**TASK OBJECTIVE:** Please put the entries below into a two-column CSV with the headers "prompt" and "reply", one row per entry. Each field holds the entry's text or its answer in double quotes with line breaks changed to spaces, and the pictures are left out.

>>

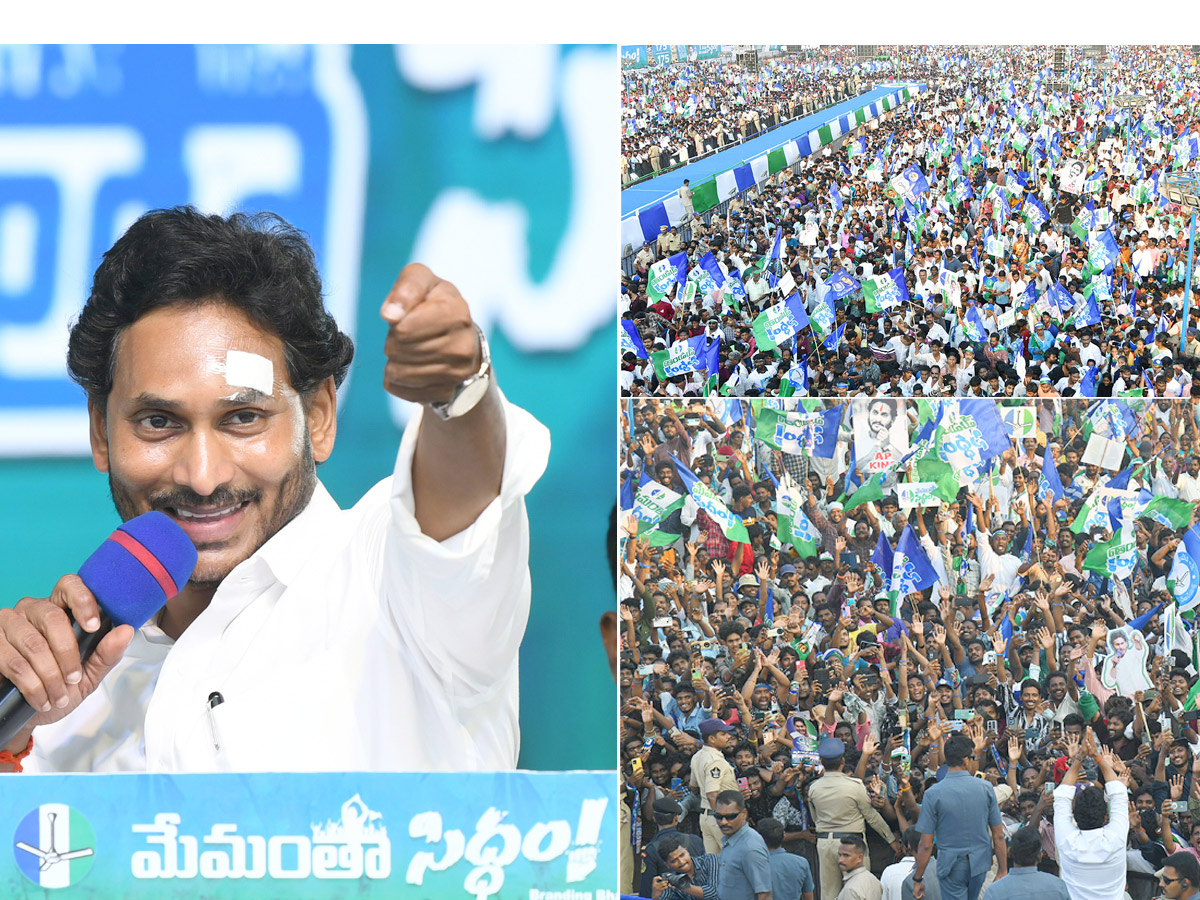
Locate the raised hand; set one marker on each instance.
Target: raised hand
(1073, 744)
(762, 570)
(1014, 749)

<<

**TASK ANSWER:**
prompt,reply
"Locate the raised hand; set one marker on each instance. Target: raised hand","(1073, 744) (762, 570) (1014, 749)"